(Extracted information begins)

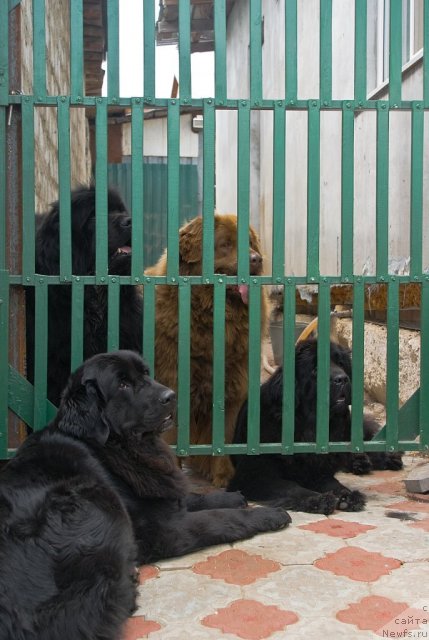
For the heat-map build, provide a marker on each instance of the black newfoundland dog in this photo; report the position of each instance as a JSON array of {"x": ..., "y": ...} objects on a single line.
[
  {"x": 95, "y": 297},
  {"x": 303, "y": 481},
  {"x": 94, "y": 493}
]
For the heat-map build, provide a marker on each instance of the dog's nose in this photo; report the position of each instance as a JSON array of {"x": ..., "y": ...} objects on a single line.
[
  {"x": 167, "y": 397},
  {"x": 255, "y": 260}
]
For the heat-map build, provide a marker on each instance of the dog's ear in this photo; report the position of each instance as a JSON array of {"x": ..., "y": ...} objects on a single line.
[
  {"x": 81, "y": 411},
  {"x": 191, "y": 241}
]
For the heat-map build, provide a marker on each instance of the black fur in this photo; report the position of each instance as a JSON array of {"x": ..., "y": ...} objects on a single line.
[
  {"x": 303, "y": 481},
  {"x": 83, "y": 263}
]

(Extracted information ends)

Output each record exactly as it appears, but not the pictures.

◆ Output for this exercise:
For the heat-map build, provide a marker on each instance of the black newfoundland dog in this photo; report the position of each instance as a JSON array of {"x": ..., "y": ...} objects on a single line.
[
  {"x": 95, "y": 297},
  {"x": 303, "y": 481},
  {"x": 94, "y": 493}
]
For the heat-map build, provide a marker on each instance of the dog's nose in this photo; report the position of each instance as a JSON array of {"x": ..., "y": ...} objects on a single line.
[
  {"x": 167, "y": 397},
  {"x": 255, "y": 260}
]
For the heat-map build, provide a marker on each instance of the dog's ear in this photo; report the position of each instance as a JSON array of {"x": ..., "y": ...} objects on a single line.
[
  {"x": 81, "y": 411},
  {"x": 191, "y": 241}
]
For the heat-map build, provide a marker on each instance of the black fur in this photo; report the position of each instance as a JSON array of {"x": ..., "y": ...} objects on a single line.
[
  {"x": 303, "y": 481},
  {"x": 83, "y": 263}
]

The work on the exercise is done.